== Problem to work on ==
When you print the material, keep every line identical to the original.

== Data supplied ==
_ _ _ _ _

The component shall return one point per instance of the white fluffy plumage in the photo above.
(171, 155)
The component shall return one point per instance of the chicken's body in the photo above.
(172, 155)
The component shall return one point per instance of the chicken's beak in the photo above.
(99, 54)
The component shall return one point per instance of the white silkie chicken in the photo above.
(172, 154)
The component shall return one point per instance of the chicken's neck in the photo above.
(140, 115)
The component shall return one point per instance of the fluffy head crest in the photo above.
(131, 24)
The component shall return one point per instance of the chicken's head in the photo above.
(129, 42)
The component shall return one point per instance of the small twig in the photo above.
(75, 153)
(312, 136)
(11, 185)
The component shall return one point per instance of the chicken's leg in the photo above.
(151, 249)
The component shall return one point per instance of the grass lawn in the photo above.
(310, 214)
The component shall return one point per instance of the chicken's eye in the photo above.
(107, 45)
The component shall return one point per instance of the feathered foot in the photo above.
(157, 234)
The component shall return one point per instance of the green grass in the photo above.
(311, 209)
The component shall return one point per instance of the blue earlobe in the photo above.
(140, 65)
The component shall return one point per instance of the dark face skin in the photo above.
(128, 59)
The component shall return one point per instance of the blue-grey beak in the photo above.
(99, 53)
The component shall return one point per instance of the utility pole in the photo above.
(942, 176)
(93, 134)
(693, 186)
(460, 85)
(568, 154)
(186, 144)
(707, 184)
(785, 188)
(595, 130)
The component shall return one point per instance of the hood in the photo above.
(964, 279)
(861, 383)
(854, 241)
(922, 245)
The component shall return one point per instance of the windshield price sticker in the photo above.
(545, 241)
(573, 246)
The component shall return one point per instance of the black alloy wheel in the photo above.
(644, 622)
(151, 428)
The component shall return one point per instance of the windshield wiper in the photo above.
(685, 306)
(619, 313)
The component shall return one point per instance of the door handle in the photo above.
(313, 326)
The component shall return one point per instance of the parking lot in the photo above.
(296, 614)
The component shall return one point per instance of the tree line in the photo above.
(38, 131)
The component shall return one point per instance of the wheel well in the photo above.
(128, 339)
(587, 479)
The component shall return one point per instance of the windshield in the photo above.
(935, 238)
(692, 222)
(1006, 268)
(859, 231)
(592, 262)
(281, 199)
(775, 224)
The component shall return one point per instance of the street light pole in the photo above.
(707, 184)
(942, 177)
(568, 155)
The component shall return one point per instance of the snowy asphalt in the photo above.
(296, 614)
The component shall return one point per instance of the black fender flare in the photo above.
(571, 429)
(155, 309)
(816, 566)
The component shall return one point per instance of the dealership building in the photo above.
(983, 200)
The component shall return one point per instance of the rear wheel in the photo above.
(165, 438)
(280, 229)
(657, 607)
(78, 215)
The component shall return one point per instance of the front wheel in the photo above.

_ _ _ _ _

== Exercise answer ==
The component shall return one point per instance of the white fluffy plumage in the photo above.
(171, 155)
The component shall return one point per instance of the chicken's body in the photo above.
(172, 155)
The component shall return one point per instance of the chicken's beak in the photo above.
(99, 54)
The component shall return one point per instance of the white silkie chicken in the photo above.
(172, 154)
The component shall return one point per instance of the chicken's neck in the photo above.
(140, 115)
The component shall return one point per instance of the fluffy head crest in the photo above.
(131, 24)
The component shall return one point per instance of the chicken's head in the photo above.
(129, 42)
The component shall return one point per instance of the small twig in the photo above.
(75, 153)
(312, 136)
(11, 185)
The component shall return one point per instance of the chicken's leg in the photo above.
(151, 249)
The component shall return one point per instance of the grass lawn in the photo above.
(310, 214)
The component shall return one point per instance of the chicken's eye in the photo above.
(107, 45)
The component shall return one point per instance of the feathered foot in the photo above.
(157, 234)
The component shall return one point per instance of the green grass in the photo above.
(311, 209)
The component shall return one point per instance of the blue earlobe in the photo above.
(140, 65)
The component shall return one point per instance of the dark face skin in the photo above.
(128, 59)
The component shall return one point per instance of the blue-grey beak in the photo above.
(99, 53)
The component shall return one point per instance of the utility pole in the photo above.
(942, 176)
(93, 134)
(693, 186)
(460, 85)
(568, 154)
(186, 144)
(707, 184)
(785, 188)
(595, 130)
The component shall return one point per instance of the hood in the photo above.
(964, 279)
(861, 383)
(854, 241)
(922, 245)
The component shall return one point per instance of the windshield price sticker in the photo above.
(545, 241)
(573, 246)
The component shall return one point per instance of the black alloy wheel in the photo above.
(644, 622)
(151, 428)
The component shall return one point per instance of the windshield wiper in the photo above.
(685, 306)
(619, 313)
The component shall return one point per instance of the door handle in the photo above.
(313, 326)
The component shall return one point per instance of the parking lot in the photo above.
(296, 614)
The component shall return one point per instance of the tree line in the photo above.
(38, 131)
The component shall return one point per instance of the wheel well in the photo above.
(128, 339)
(587, 479)
The component shall return one point per instance of the windshield in the photo above.
(935, 238)
(692, 222)
(1006, 268)
(859, 231)
(592, 262)
(281, 199)
(775, 224)
The component shall return one point per instance of the street light pole in the photo above.
(707, 184)
(942, 177)
(568, 155)
The component shall return one point per instance of the snowy asphalt in the photo above.
(296, 614)
The component shall return one point per instance of the black fender flare in the photo above.
(571, 429)
(155, 309)
(816, 566)
The component shall return one point per instance of the dealership building in the photo above.
(983, 200)
The component shall return one point per instance of the rear wheel in the photo above.
(165, 438)
(280, 229)
(657, 607)
(78, 215)
The component shall return one point per instance of the front wheel in the photo above.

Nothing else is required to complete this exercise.